• TASK DETAILS: Add 24 to every bounding-box coordinate in the answers of the material below, beginning with the line that contains "of bench backrest" and continuing through the line that contains "0, 103, 135]]". Write out only those lines in full, requests included.

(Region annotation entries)
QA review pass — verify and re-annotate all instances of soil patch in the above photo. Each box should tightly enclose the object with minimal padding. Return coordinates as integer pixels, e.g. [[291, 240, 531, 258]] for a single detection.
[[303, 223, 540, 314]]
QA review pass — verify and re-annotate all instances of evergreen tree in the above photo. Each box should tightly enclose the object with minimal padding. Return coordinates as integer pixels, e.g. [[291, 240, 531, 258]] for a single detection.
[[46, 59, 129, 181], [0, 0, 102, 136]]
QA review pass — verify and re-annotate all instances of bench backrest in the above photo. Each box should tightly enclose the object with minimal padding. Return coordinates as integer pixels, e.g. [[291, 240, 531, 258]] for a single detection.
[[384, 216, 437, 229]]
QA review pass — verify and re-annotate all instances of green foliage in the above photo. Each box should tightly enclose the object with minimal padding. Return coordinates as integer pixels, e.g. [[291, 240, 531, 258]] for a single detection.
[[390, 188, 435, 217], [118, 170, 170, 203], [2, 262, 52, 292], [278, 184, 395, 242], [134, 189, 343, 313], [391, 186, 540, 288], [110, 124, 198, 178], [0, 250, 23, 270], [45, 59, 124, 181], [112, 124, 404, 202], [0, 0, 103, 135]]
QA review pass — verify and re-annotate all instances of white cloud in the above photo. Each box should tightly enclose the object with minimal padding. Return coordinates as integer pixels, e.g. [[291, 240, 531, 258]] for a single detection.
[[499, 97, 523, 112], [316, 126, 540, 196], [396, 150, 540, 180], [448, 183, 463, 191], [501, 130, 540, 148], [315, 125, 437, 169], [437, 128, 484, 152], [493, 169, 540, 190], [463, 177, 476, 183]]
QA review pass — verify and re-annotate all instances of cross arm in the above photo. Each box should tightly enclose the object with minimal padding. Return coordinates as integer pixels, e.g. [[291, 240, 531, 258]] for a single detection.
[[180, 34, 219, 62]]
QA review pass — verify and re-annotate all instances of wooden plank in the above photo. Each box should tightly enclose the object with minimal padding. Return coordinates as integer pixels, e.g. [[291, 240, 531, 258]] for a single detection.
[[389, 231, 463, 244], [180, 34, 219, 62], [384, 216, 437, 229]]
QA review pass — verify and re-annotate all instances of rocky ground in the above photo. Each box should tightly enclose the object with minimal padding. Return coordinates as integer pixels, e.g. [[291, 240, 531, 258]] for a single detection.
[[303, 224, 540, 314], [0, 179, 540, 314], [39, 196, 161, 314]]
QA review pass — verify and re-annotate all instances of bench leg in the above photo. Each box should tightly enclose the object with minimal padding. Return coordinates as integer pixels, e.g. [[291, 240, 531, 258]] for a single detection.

• SOLUTION:
QA review pass — verify and re-annotate all instances of bench backrest in the above photo. Each box should tightly enclose the object with minimal padding. Return coordinates as integer pixels, e.g. [[291, 240, 531, 258]] for a single detection.
[[408, 240, 461, 253]]
QA review pass — verify and re-annotate all instances of green foliage in the above photo. Each box should tightly enclose the object with minimal padding. Return coordinates as integer pixels, e.g. [[291, 240, 531, 258]] for a single detection.
[[414, 212, 459, 241], [142, 194, 194, 227], [26, 286, 76, 316], [302, 208, 419, 266], [158, 213, 367, 337], [415, 210, 564, 312], [134, 148, 222, 202], [24, 274, 47, 294], [69, 83, 148, 205], [136, 148, 428, 226], [24, 24, 127, 159]]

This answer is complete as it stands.